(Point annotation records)
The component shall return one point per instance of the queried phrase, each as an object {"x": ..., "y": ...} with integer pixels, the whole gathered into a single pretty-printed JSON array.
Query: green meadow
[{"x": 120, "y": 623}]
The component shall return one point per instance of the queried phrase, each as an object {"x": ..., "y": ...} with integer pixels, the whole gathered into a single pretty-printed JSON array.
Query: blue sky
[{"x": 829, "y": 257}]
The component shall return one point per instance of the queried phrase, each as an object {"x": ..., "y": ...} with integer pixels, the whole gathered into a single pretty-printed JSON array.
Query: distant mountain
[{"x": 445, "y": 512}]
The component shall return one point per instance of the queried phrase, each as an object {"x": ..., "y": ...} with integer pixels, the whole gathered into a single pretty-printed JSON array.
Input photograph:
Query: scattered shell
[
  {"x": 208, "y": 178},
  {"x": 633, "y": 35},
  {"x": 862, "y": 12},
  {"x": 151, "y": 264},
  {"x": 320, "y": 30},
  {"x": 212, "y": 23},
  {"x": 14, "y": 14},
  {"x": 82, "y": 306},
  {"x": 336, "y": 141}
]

REQUIREMENTS – Count the lines in the material that contain the string "Query", with case counting. Reply with the number alone.

THE RESPONSE – 4